Your instructions: Count the lines in the entries below that contain the word "white", and give only that number.

Material:
━━━━━━━━━━━━━━━━━━━━━━━━━━━━━━

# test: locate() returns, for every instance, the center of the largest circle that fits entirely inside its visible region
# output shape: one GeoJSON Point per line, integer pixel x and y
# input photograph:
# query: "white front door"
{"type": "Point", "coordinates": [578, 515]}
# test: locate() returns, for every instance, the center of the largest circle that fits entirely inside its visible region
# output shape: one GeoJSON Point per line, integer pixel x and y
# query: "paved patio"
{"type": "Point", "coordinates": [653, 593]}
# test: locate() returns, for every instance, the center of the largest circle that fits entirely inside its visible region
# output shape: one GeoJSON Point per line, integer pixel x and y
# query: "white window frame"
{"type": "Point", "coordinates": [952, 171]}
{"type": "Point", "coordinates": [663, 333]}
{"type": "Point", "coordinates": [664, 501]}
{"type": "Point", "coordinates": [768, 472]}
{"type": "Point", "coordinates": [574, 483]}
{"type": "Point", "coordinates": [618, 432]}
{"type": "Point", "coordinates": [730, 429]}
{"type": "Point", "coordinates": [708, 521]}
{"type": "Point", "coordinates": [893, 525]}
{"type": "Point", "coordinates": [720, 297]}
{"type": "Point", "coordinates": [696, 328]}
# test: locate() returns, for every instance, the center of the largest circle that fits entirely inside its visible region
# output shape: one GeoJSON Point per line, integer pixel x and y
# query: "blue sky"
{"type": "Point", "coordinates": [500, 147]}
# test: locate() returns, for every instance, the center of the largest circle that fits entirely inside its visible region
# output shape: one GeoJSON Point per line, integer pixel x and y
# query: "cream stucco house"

━━━━━━━━━━━━━━━━━━━━━━━━━━━━━━

Full answer: 2